ACTION ITEM:
In the abstract on lung regional strain quantification, which technique's direct differentiation produces strain maps with large oscillations?

Pontificia Universidad Católica de Chile Pontificia Universidad Católica de Chile
Hurtado D.E., Villarroel N., Retamal J., Bugedo G. and Bruhn A. (2016)

Improving the accuracy of registration-based biomechanical analysis: a finite element approach to lung regional strain quantification

Revista : IEEE Transactions on Medical Imaging
Volumen : 35
Número : 2
Páginas : 580-588
Tipo de publicación : ISI Ir a publicación


Tissue deformation plays an important role in lung physiology, as lung parenchyma largely deforms during spontaneous ventilation. However, excessive regional deformation may lead to lung injury, as observed in patients undergoing mechanical ventilation. Thus, the accurate estimation of regional strain has recently received great attention in the intensive care community. In this work, we assess the accuracy of regional strain maps computed from direct differentiation of B-Spline (BS) interpolations, a popular technique employed in non-rigid registration of lung computed tomography (CT) images. We show that, while BS-based registration methods give excellent results for the deformation transformation, the strain field directly computed from BS derivatives results in predictions that largely oscillate, thus introducing important errors that can even revert the sign of strain. To alleviate such spurious behavior, we present a novel finite-element (FE) method for the regional strain analysis of lung CT images. The method follows from a variational strain recovery formulation, and delivers a continuous approximation to the strain field in arbitrary domains. From analytical benchmarks, we show that the FE method results in errors that are a fraction of those found for the BS method, both in an average and pointwise sense. The application of the proposed FE method to human lung CT images results in 3D strain maps are heterogeneous and smooth, showing high consistency with specific ventilation maps reported in the literature. We envision that the proposed FE method will considerably improve the accuracy of image-based biomechanical analysis, making it reliable enough for routine medical applications.

SUPPLIED DATA:
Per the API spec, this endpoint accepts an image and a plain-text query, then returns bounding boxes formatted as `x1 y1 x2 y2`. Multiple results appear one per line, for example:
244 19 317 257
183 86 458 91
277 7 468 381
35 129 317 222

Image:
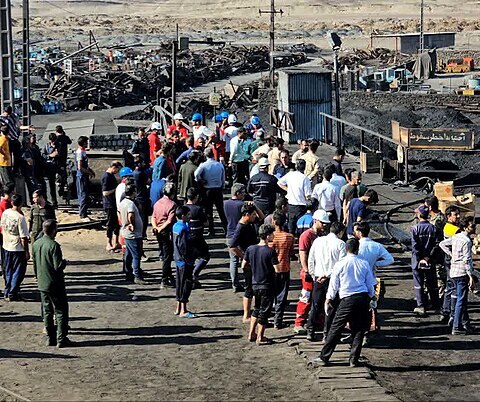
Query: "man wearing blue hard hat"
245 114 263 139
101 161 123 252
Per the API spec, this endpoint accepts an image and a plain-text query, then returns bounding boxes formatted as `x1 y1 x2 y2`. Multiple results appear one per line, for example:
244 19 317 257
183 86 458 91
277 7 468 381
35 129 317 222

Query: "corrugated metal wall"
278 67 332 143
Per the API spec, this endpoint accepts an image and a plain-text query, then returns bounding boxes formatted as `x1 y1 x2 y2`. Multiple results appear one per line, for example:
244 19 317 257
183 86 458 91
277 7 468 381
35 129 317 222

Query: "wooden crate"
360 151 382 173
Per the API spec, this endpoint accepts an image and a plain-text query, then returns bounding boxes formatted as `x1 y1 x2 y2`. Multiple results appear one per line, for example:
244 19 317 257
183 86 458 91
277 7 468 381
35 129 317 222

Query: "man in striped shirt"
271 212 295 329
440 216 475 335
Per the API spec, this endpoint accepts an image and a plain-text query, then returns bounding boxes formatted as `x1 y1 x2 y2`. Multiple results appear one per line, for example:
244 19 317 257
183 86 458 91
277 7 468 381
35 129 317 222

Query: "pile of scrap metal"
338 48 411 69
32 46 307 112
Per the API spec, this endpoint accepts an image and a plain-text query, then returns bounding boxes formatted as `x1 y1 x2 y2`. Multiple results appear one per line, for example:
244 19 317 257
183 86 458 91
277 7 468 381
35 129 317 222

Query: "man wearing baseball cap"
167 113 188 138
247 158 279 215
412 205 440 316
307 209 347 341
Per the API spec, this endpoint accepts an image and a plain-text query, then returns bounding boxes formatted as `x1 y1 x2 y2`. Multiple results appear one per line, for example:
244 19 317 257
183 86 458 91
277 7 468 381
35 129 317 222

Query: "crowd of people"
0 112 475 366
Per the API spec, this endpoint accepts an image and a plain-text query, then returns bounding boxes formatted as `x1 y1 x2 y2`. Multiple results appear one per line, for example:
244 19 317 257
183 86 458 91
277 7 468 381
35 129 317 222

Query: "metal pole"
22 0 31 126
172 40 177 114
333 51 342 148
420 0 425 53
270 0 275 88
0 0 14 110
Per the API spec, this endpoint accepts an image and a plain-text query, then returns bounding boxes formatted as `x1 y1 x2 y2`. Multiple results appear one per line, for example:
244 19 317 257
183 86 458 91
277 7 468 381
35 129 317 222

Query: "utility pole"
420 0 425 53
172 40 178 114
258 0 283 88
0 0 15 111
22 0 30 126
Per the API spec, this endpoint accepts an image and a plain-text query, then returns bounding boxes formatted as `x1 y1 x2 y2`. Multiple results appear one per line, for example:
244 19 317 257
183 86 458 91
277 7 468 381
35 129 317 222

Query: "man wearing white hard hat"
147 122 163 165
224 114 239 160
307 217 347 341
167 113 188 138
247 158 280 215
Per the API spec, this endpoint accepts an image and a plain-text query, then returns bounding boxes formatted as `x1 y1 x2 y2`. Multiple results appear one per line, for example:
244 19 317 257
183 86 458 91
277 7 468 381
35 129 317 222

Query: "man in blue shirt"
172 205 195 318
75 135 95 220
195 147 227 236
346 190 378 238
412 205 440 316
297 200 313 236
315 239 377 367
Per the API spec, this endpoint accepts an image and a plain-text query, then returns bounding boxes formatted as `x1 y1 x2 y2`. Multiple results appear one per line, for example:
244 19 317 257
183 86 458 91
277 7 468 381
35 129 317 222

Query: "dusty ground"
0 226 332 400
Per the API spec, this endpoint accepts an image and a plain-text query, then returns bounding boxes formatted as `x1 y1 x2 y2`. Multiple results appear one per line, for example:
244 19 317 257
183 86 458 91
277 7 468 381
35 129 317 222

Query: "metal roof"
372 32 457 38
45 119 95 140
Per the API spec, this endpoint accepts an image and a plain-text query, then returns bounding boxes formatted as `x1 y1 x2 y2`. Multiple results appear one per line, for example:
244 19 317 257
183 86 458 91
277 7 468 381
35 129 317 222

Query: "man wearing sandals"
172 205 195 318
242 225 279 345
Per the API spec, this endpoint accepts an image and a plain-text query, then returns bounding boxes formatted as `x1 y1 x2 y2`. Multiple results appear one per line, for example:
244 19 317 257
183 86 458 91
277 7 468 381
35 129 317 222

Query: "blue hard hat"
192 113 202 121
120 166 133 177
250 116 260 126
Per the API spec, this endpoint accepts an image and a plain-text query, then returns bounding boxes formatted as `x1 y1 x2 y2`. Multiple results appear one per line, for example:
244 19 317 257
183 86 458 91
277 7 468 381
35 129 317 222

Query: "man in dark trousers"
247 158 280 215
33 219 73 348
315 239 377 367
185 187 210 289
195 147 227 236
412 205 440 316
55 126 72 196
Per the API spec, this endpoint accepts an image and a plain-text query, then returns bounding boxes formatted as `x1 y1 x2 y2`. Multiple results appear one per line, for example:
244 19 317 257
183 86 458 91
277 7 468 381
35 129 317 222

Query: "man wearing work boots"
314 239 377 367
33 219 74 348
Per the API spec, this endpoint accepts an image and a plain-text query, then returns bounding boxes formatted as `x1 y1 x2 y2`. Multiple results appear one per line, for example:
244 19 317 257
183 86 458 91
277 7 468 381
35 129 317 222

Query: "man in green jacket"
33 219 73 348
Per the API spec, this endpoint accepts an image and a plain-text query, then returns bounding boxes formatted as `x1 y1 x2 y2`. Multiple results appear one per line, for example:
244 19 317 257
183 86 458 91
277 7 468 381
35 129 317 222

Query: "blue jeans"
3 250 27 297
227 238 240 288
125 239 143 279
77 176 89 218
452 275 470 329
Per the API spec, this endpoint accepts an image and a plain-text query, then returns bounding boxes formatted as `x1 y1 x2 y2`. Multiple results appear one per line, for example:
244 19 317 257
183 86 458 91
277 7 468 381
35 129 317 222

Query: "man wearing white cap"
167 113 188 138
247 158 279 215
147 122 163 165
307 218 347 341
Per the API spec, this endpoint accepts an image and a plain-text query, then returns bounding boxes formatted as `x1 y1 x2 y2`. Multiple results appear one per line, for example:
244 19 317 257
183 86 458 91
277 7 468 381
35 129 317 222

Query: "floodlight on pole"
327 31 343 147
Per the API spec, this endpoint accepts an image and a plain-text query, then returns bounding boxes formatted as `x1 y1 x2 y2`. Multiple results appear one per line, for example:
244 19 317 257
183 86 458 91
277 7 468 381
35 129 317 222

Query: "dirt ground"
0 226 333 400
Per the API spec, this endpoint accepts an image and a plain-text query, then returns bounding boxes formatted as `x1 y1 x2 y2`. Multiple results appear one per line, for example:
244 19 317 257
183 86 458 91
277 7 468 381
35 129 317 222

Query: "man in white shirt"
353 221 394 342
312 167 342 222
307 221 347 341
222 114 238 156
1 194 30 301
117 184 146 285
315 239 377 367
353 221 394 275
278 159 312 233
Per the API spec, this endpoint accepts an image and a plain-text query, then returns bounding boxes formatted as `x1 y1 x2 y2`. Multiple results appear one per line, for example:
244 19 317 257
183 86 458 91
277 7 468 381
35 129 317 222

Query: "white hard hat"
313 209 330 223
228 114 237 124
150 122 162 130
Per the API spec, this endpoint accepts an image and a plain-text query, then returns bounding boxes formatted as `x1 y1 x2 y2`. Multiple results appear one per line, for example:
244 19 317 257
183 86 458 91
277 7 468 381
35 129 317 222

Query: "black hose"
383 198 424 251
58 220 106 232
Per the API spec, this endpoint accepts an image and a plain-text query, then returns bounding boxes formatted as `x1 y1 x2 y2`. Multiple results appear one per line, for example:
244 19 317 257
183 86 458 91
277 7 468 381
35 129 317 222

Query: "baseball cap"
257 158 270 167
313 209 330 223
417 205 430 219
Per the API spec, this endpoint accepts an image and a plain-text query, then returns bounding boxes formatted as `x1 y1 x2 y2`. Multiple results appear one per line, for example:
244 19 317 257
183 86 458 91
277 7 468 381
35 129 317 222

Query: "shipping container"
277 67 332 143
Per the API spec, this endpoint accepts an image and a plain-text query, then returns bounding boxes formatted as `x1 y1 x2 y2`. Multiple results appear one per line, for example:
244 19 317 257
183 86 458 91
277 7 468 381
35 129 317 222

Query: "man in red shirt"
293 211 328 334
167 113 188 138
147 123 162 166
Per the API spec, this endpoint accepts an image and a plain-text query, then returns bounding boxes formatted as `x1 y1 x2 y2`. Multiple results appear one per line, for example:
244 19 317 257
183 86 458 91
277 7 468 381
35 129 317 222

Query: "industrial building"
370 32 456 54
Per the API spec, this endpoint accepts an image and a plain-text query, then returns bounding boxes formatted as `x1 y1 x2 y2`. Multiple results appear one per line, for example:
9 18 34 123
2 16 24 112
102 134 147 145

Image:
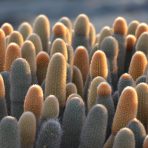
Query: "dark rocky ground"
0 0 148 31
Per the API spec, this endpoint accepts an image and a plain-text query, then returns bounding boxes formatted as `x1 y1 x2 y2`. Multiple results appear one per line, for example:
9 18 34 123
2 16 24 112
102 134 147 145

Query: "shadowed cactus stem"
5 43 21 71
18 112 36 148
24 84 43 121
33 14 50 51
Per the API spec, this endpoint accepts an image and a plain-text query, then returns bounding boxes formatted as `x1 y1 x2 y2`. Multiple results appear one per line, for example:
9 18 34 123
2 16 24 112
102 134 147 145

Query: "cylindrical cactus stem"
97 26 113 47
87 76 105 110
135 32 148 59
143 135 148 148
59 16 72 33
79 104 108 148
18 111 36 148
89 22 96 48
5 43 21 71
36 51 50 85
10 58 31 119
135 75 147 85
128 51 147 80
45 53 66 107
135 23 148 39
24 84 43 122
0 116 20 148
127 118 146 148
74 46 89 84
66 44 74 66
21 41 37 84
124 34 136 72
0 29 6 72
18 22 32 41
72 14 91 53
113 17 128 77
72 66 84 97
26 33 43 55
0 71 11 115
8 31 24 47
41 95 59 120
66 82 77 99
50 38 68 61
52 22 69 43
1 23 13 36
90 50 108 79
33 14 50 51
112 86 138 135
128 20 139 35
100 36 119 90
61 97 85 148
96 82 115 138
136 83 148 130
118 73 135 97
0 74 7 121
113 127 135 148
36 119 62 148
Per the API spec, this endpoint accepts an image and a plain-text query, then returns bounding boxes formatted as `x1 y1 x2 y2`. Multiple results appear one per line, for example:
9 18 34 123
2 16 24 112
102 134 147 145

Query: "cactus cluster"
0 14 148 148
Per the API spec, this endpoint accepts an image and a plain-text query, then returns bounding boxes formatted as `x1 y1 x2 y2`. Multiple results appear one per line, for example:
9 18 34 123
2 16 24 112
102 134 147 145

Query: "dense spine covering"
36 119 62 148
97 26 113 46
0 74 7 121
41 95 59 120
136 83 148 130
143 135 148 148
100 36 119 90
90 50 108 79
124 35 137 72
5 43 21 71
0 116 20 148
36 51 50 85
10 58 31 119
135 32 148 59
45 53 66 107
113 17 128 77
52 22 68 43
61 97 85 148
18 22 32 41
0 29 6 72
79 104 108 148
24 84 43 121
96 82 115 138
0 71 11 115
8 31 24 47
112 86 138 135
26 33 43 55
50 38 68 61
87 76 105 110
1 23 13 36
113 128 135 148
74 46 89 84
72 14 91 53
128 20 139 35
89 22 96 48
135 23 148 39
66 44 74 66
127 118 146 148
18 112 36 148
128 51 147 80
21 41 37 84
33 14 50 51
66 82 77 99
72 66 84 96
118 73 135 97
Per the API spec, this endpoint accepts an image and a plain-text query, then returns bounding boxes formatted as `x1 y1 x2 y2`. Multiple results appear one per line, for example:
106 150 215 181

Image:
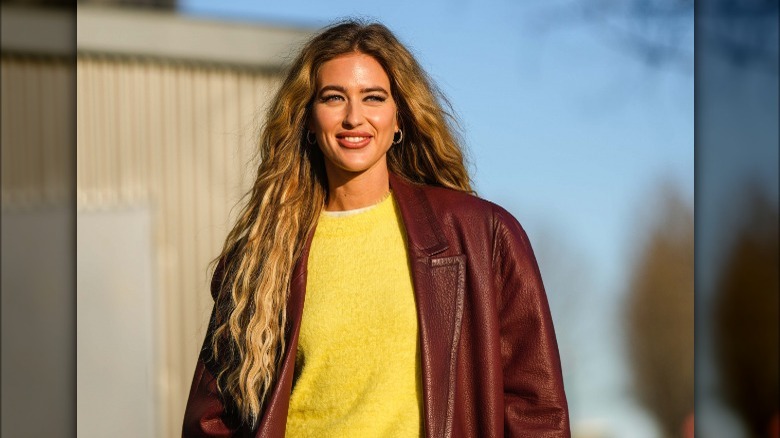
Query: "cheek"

TASK RESULT:
B-Spline (BS) interpolations, a technique used in non-rigid registration of lung CT images.